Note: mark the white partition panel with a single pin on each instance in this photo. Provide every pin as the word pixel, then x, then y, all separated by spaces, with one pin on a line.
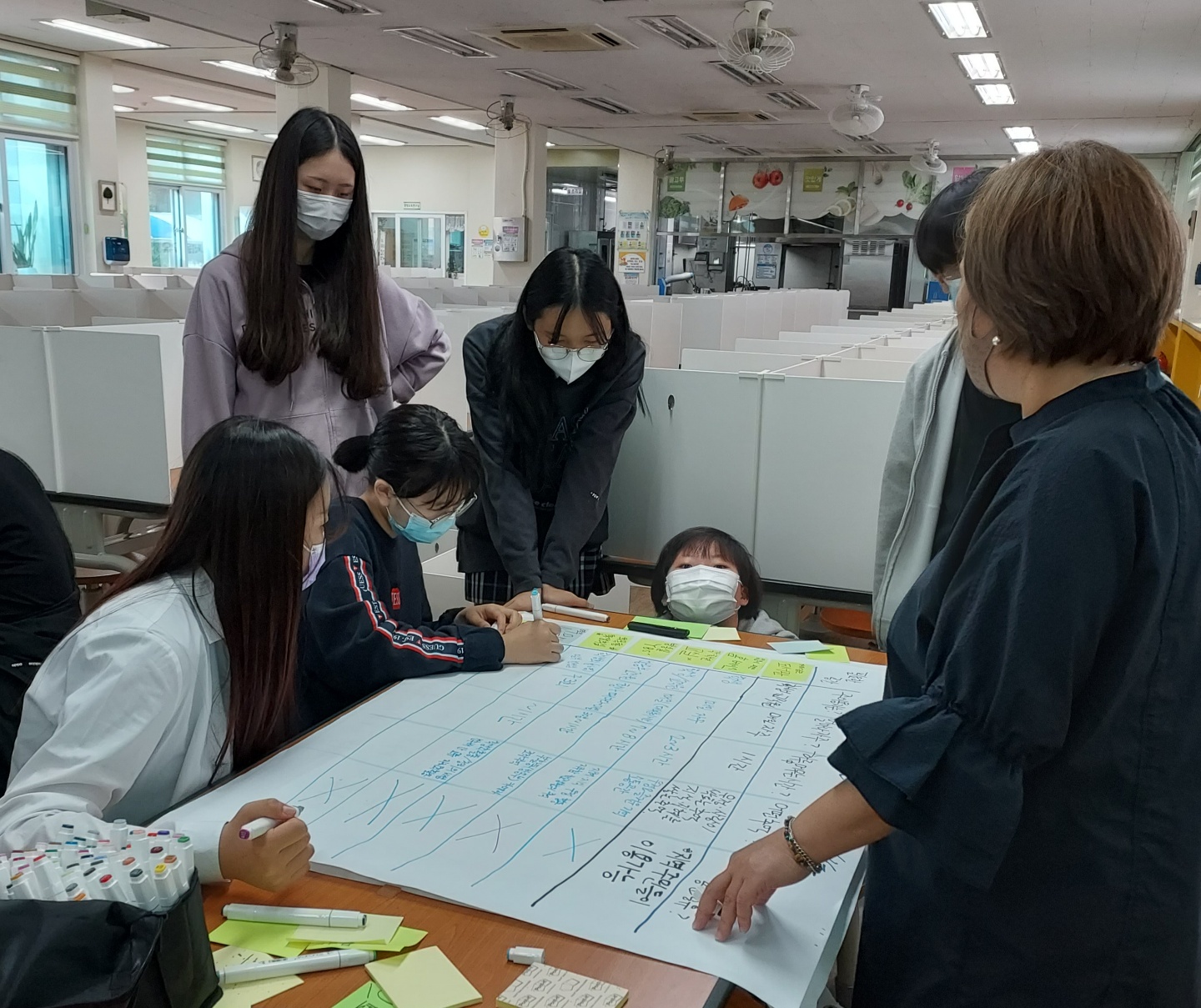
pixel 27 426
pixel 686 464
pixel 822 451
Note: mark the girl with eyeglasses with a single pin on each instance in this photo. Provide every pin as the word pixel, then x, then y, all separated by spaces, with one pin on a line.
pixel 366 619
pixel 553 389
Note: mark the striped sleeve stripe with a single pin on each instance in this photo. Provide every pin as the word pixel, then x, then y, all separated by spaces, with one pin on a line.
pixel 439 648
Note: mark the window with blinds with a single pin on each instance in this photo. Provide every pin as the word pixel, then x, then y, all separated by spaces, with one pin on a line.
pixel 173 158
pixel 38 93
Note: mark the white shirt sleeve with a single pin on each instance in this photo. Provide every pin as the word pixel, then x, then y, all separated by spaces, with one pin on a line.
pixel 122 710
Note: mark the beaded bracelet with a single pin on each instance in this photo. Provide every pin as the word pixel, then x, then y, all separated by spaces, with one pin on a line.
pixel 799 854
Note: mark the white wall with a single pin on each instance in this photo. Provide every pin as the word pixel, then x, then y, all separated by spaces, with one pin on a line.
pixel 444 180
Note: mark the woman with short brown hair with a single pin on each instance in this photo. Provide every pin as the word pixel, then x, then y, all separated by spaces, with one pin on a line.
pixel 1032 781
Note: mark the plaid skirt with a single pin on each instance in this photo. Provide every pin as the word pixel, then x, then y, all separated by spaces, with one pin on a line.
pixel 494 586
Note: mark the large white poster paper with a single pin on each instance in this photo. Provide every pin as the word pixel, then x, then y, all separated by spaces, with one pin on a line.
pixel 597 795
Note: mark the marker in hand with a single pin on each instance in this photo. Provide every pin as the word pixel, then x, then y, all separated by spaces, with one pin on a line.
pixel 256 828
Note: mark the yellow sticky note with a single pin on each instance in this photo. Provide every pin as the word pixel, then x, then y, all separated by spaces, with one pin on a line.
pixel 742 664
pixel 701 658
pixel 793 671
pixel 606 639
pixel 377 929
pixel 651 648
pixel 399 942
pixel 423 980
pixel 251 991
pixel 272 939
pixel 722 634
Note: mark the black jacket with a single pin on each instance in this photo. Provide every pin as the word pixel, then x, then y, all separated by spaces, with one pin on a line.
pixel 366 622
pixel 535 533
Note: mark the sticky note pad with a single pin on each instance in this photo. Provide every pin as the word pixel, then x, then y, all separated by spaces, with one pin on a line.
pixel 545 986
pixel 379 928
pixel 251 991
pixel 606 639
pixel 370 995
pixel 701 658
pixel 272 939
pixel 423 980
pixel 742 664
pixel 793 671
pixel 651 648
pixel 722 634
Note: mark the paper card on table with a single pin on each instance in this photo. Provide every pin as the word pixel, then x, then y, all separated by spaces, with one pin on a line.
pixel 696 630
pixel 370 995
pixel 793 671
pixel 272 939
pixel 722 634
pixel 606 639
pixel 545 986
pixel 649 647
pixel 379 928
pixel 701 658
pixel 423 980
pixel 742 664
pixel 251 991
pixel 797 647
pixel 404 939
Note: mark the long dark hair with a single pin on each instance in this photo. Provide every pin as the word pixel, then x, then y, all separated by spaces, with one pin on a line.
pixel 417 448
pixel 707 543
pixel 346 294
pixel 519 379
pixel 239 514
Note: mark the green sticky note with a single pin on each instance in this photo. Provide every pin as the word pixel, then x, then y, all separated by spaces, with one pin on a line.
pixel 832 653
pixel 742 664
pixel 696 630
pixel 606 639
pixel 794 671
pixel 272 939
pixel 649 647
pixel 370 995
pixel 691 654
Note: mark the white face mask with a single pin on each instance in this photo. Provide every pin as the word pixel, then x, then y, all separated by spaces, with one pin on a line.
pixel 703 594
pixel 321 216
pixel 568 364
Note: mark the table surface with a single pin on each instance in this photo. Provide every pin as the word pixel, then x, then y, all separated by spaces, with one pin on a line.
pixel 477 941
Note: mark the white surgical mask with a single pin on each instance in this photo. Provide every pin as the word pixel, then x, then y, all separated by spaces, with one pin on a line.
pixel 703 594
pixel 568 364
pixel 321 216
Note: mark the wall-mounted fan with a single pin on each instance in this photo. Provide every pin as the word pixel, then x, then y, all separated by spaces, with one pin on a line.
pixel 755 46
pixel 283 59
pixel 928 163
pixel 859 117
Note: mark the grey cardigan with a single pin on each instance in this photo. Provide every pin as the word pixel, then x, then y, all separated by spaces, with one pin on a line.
★ ★ ★
▶ **Exercise**
Your copy must hold every record above in its exact wording and must hold no pictures.

▶ **Completed exercise**
Note: mark the white partition panel with a single pin on each instance in this photo. Provide every pin as the word pixel, then x, then y, all separated by spaces, with one pin on a line.
pixel 27 426
pixel 686 464
pixel 822 451
Note: mark the girl with eyeglasses with a single pin on each instance in this photo. Provide every pin as the word pixel, then x, then y, all separated by spaces, with one pin on a line.
pixel 366 619
pixel 553 389
Note: mark the striped sleeve stripe with a single pin on each instance in this photo. Provide every pin as the word pixel, then x, then y, all separated by spaces, with one pin on a line.
pixel 439 648
Note: mark the window with blinds with a single pin on each instance in this photo. Provide every pin as the word pixel, then x, then y, all separated by spaces, with one pin on a line.
pixel 173 158
pixel 38 93
Note: mark the white shirt sleeve with a single pin on each instance in this photo. Provide every pin as the word pixel, then x, then y, all separated by spaces, with one pin on a line.
pixel 122 710
Note: mark the beaded bracelet with a single pin on each instance in this photo. Provide every pin as the word pixel, then x, then y, all separated by spaces, with one pin on a line.
pixel 799 854
Note: mark the white wall with a single pin on each instance in this photo. Provide every pin as the word pixel, then x, then y, all separated by spaces, with one pin on a line.
pixel 444 180
Note: mark the woman with short brown hair with a single pin on each instance in this photo. Provide every pin as the word pixel, then x, then y, all separated by spaces, with one pin on a line.
pixel 1032 781
Note: mark the plaid skirt with a single pin on each instance in this photo. Provide every pin as the word pixel, then x, then y, all separated by spaces, with one pin on a line.
pixel 494 586
Note: mark the large white poster paper with a single pin on each instance in this photo. Provide every pin as the word pixel, then x, then y, all separated by spaces, with one pin on a line.
pixel 597 795
Note: mark the marker in hand with a single pin on each instance in this photo. Provide every pin as the word pixel, then x, then y, all separated by spaces, with one pin on a line.
pixel 256 828
Note: mark the yellow sticky note with a single pin on each instance in this photo. Provide every pin as the word pixel, then x, then y, all separated by spaces, with one pin on a line.
pixel 742 664
pixel 701 658
pixel 793 671
pixel 606 639
pixel 377 929
pixel 651 648
pixel 399 942
pixel 423 980
pixel 251 991
pixel 272 939
pixel 722 634
Note: mark the black jacket with a single pin on each instance in this photo. Provide every pin as the word pixel, then x, then y, all separated by spaces, with one pin on a line.
pixel 366 622
pixel 535 533
Note: mark the sticky note pad with a single pin on each instance in this photo. Provide every pin as the word pixel, then x, then y, all separated by spaces, with one pin on a line.
pixel 545 986
pixel 379 928
pixel 251 991
pixel 606 639
pixel 370 995
pixel 701 658
pixel 272 939
pixel 423 980
pixel 742 664
pixel 793 671
pixel 651 648
pixel 722 634
Note: mark the paper card on table with a single pin on each instance in this photo. Provide every pin as the word pixel, then x, then y, all separated by spaces, with one pin on a line.
pixel 696 630
pixel 370 995
pixel 793 671
pixel 272 939
pixel 722 634
pixel 606 639
pixel 545 986
pixel 649 647
pixel 379 928
pixel 701 658
pixel 423 980
pixel 742 664
pixel 251 991
pixel 797 647
pixel 404 939
Note: mark the long dark hair with a single pin on each instance in this photo. Provide every pin as the word pixel, then x, then y, all separated by spaces, with one pin on a line.
pixel 417 448
pixel 707 543
pixel 346 294
pixel 519 379
pixel 239 514
Note: mark the green sticky note with a single pin on each instance in this photo. Provide every pin as the word pixel, then x, then y, all separated by spaces, with one pin on a line.
pixel 832 653
pixel 742 664
pixel 696 630
pixel 606 639
pixel 794 671
pixel 272 939
pixel 649 647
pixel 370 995
pixel 691 654
Note: mark the white face mask with a single pin on each instance in this photo. Provide every pin as the word pixel, then x, then y, all separated by spaces, with one pin on a line.
pixel 703 594
pixel 321 216
pixel 568 364
Note: mark the table surface with a single pin on each instance in this photo. Provide every pin as the word pixel, then x, then y, all separated by spaces, with one pin on a line.
pixel 477 941
Note: mark the white surgical mask with a single pin on each instance in this photo. Provide every pin as the word pixel, then x, then y, all separated by spaces, with one pin on a line.
pixel 703 594
pixel 568 364
pixel 321 216
Note: mark the wall-mounted fan with a single pin on each instance in this photo. Provide every pin as the word pixel, then x, then y, all separated by spaces, with one pin on a line.
pixel 755 46
pixel 283 59
pixel 928 163
pixel 859 117
Note: mark the grey cardigan with a single pin on each instance in this photo. Provide every pin as the word pixel, then x, then y, all separated by spaces, with one pin on a line.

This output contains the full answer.